### EXERCISE MATERIALS

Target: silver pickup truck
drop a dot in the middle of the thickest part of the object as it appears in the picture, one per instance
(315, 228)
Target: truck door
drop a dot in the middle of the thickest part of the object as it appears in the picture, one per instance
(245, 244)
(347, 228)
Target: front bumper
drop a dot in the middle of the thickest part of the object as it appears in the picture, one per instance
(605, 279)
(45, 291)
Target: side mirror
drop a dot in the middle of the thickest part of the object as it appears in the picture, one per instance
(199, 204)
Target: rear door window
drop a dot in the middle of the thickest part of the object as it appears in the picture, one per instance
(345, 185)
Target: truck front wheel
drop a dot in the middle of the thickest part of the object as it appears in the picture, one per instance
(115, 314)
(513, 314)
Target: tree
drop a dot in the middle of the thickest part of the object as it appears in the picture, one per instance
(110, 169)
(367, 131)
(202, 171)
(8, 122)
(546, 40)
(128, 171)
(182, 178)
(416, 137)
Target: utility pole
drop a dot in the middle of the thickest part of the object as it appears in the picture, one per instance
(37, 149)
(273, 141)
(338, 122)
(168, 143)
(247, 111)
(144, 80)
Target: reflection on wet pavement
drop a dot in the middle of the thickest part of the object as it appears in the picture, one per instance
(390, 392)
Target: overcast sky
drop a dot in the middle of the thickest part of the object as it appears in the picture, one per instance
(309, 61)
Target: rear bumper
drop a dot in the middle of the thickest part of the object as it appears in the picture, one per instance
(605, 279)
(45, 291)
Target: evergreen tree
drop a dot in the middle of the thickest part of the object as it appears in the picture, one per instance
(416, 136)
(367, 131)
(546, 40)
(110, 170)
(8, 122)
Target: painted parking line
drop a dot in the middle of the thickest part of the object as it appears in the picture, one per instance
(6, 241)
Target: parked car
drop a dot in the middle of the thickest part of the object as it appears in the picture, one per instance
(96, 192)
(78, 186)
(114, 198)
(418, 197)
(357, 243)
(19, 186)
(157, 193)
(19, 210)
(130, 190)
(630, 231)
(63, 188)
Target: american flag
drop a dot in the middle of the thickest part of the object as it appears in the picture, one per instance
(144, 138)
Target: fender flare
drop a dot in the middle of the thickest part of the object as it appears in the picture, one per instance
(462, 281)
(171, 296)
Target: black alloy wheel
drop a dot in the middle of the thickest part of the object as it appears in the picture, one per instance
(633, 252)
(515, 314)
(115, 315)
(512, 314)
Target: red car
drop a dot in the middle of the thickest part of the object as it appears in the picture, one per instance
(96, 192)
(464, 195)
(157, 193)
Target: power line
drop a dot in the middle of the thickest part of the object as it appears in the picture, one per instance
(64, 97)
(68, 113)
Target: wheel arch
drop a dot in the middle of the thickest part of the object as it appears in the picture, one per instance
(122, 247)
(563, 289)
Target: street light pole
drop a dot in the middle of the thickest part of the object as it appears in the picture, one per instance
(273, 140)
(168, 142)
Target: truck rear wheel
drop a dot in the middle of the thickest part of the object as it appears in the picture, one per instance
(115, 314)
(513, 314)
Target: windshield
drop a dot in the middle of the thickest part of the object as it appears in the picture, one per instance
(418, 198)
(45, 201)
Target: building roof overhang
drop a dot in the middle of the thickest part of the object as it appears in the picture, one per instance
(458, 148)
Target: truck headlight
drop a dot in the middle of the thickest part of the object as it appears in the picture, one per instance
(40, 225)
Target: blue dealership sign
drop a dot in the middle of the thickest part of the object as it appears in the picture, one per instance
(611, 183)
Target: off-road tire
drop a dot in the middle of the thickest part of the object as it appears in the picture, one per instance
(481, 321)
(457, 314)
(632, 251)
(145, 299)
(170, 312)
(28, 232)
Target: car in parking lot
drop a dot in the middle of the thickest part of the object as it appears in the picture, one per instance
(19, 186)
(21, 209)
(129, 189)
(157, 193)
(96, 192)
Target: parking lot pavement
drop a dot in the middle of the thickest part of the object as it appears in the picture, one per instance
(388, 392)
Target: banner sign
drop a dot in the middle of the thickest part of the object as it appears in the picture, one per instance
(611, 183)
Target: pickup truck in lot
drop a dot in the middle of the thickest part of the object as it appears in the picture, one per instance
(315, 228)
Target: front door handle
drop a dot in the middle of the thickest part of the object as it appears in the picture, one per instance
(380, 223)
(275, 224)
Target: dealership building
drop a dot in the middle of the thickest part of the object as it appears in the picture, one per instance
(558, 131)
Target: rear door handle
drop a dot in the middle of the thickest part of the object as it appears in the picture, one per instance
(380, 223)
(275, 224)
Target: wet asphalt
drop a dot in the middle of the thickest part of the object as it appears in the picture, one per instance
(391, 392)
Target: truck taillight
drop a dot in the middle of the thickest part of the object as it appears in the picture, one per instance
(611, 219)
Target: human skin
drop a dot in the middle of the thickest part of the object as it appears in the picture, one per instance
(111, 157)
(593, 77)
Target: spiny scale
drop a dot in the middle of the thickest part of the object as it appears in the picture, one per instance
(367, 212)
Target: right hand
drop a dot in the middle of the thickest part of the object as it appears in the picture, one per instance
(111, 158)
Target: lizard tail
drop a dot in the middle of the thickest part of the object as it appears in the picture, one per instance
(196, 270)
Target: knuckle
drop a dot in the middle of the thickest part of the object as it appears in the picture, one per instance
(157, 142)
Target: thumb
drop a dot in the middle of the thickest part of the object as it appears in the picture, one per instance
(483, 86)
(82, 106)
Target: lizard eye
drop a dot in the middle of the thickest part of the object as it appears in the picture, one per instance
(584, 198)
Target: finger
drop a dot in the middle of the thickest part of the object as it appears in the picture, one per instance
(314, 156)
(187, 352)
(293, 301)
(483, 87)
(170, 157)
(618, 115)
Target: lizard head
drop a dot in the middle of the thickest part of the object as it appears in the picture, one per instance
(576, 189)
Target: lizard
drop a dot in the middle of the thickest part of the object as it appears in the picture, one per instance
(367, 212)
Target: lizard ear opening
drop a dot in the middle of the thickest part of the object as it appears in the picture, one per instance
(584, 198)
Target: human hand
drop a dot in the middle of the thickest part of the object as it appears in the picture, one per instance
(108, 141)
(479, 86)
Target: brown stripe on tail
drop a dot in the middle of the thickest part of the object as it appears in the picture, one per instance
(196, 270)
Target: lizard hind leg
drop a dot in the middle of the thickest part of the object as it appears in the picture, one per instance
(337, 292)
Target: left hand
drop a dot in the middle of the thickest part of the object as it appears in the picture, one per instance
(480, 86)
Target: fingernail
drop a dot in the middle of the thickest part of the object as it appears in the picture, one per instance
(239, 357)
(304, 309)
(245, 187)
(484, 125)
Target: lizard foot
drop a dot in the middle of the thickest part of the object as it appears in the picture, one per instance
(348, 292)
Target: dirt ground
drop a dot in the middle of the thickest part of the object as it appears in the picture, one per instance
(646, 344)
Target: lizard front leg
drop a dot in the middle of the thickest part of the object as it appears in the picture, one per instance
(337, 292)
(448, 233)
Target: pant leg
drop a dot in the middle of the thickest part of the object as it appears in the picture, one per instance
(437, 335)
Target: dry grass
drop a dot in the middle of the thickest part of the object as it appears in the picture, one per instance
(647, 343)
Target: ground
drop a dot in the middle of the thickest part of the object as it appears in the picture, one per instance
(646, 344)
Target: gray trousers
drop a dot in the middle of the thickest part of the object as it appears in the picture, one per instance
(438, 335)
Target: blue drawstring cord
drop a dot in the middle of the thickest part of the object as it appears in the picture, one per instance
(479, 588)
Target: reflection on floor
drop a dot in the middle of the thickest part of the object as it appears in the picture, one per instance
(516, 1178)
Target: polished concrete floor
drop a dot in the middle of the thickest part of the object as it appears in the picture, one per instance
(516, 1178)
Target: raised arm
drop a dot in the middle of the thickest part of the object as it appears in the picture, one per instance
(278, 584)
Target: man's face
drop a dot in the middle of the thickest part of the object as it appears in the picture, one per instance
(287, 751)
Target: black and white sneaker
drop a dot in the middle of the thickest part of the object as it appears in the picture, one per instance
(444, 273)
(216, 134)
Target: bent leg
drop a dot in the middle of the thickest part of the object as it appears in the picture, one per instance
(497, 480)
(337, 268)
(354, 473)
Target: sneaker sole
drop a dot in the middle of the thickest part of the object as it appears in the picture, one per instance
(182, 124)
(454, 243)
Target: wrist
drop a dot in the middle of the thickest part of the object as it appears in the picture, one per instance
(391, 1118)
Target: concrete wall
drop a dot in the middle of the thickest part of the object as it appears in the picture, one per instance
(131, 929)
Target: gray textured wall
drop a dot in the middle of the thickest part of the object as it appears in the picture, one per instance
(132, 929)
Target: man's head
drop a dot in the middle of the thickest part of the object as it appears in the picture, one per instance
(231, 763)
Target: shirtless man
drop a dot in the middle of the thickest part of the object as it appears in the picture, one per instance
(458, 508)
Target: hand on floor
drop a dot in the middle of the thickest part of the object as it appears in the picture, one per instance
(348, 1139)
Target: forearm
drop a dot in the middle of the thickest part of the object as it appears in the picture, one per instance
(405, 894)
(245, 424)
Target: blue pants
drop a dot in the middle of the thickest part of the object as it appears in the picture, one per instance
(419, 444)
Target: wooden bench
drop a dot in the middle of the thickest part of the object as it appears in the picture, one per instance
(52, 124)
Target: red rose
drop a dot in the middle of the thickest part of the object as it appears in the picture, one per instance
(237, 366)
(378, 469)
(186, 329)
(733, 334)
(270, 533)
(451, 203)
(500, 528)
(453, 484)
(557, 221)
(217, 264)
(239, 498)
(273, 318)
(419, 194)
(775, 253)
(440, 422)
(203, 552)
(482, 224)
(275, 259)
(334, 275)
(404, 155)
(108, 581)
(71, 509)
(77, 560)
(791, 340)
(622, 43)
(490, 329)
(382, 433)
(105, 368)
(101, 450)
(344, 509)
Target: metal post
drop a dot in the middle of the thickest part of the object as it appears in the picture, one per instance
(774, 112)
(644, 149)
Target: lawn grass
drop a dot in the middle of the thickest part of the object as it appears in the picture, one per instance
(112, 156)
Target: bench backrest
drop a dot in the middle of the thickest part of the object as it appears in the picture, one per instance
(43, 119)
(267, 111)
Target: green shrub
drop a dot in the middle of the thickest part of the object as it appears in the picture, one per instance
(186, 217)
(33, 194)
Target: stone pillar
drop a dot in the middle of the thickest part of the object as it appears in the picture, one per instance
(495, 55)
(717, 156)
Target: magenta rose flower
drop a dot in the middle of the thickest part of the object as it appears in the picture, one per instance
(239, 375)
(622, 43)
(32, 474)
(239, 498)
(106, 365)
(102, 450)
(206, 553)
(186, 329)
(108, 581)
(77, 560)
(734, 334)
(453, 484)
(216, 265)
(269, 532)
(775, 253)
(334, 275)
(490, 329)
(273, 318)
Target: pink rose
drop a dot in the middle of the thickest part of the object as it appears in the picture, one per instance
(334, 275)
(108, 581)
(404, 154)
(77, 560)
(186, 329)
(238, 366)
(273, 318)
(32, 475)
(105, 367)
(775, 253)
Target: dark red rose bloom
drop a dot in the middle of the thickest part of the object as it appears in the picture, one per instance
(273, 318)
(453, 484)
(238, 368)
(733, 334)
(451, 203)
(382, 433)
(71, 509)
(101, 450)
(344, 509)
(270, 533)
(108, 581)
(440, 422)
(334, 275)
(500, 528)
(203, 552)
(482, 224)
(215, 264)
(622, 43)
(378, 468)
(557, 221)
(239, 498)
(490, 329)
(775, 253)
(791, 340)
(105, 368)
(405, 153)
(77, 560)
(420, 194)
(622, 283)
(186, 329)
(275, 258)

### TASK DETAILS
Beginning with the opening line above, retype the records exactly through the line with "Target: tree", both ends included.

### TASK RESPONSE
Target: silver pickup truck
drop a dot in the middle of the thickest part of the object as it appears in the picture, one per instance
(315, 228)
Target: truck door
drop a dot in the middle of the thickest part of the object as it appears in the picture, one per instance
(245, 244)
(347, 228)
Target: front bumper
drop a dot in the middle of the thickest part of the object as it appears in the picture, one per instance
(605, 279)
(45, 291)
Target: side mirror
drop a dot in the middle of the thickest part of the object as it appears in the picture, one per instance
(199, 204)
Target: rear door window
drop a dot in the middle of the thickest part of the object as it appears in the picture, one per instance
(345, 185)
Target: truck front wheel
drop a dot in the middle of the thickest part of the object as it appears in the picture, one per instance
(115, 314)
(513, 314)
Target: tree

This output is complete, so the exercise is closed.